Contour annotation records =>
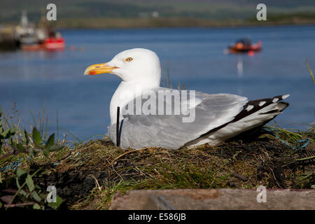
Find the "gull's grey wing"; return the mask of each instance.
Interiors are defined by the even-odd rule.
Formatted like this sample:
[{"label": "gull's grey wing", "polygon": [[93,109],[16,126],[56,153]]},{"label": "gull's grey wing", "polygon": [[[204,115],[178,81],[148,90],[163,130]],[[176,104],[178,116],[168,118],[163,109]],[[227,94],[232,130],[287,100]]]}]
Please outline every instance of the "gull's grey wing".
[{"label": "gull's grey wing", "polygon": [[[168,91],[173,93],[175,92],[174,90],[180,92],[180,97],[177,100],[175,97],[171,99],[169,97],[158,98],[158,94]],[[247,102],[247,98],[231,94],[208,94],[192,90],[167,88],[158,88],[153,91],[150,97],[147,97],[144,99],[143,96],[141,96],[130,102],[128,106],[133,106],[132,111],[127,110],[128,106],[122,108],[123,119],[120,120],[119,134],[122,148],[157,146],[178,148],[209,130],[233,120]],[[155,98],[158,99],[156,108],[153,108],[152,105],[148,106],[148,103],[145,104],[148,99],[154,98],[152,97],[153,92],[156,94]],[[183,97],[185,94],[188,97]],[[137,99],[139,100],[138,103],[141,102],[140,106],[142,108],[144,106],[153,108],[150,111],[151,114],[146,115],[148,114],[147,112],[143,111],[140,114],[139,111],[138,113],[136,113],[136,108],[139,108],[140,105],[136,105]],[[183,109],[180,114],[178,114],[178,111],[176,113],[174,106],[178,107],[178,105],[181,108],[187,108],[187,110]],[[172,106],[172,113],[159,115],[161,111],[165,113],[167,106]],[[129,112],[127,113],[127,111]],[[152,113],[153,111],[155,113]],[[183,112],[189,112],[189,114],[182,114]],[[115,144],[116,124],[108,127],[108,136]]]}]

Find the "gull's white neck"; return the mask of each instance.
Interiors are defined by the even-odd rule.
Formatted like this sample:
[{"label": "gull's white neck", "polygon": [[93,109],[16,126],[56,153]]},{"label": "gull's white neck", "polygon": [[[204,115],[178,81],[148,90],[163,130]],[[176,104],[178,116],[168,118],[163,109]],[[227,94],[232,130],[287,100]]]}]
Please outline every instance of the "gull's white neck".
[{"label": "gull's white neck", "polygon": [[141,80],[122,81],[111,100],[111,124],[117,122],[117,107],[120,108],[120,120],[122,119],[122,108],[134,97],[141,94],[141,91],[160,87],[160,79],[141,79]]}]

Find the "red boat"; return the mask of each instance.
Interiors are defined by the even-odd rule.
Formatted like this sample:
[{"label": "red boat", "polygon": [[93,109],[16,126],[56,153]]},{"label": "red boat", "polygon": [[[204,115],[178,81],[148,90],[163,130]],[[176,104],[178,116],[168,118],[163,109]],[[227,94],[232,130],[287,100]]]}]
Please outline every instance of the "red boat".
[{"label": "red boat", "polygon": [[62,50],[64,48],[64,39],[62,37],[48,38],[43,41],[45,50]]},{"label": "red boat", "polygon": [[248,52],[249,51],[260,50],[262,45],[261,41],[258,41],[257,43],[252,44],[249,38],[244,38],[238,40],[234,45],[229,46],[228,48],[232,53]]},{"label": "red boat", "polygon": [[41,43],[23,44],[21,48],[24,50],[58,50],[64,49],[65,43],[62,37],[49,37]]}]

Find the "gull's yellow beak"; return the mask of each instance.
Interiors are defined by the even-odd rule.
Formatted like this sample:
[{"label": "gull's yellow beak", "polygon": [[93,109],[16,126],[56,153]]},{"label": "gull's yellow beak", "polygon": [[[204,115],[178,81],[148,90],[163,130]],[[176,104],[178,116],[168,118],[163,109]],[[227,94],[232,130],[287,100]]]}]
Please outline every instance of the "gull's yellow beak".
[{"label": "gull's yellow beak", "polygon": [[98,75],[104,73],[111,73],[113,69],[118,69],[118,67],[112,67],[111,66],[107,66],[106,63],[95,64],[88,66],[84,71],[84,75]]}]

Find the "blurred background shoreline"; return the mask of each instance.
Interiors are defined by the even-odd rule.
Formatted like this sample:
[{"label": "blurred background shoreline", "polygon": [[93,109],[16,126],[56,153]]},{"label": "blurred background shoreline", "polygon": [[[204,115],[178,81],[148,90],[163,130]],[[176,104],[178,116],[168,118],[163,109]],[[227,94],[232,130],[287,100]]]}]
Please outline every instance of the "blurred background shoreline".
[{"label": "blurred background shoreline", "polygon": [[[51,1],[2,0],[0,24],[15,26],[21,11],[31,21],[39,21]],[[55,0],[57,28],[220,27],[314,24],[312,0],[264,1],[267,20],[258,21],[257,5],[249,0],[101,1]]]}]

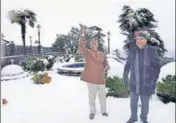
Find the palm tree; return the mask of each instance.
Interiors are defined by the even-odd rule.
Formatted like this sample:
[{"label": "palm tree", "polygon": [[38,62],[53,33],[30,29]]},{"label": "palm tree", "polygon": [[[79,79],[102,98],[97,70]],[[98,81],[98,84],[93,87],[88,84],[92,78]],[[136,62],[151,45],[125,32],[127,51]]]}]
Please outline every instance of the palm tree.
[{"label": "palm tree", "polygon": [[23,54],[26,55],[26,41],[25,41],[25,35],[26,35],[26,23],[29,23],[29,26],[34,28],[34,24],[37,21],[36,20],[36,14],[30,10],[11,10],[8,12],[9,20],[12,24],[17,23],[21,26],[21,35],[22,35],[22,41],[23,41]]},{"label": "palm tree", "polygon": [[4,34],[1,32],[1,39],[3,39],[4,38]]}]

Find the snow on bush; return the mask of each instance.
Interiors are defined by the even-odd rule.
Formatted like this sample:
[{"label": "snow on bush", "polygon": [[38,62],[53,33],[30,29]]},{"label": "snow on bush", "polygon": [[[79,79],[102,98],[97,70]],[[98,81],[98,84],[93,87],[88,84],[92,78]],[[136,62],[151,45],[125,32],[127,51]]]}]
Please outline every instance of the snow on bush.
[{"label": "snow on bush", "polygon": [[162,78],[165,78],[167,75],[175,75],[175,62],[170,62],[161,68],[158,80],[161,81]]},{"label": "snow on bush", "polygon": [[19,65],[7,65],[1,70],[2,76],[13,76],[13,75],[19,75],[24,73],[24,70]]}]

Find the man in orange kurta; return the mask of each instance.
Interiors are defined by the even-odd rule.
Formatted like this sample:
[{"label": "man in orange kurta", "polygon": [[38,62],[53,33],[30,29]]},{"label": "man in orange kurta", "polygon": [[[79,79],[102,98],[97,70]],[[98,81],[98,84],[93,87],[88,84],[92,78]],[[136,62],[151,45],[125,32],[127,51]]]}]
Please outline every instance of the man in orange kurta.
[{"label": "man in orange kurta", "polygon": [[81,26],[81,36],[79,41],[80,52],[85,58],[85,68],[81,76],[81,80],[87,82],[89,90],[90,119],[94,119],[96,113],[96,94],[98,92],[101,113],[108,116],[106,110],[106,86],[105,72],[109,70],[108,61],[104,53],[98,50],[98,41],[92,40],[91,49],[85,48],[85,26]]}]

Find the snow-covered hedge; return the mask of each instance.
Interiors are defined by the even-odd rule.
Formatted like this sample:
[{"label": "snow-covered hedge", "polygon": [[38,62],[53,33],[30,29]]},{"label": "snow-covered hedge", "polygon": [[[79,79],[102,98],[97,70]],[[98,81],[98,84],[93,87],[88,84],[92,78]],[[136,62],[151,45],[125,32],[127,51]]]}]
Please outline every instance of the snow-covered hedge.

GOAL OF THE EXERCISE => Rewrite the data beginning with the line that contains "Find the man" and continuing through the line that contains "Please outline every instance of the man", replacing "orange kurta" with "saffron kurta" and leaving everything else unchanged.

ANSWER =>
Find the man in saffron kurta; return the mask of each instance.
Interiors are defined by the even-odd rule.
Formatted like this sample:
[{"label": "man in saffron kurta", "polygon": [[38,62],[53,33],[30,29]]},{"label": "man in saffron kurta", "polygon": [[[79,79],[102,98],[97,70]],[[98,81],[98,84],[93,87],[88,84],[92,78]],[[136,62],[151,45],[125,32],[127,51]]]}]
Please outline every instance of the man in saffron kurta.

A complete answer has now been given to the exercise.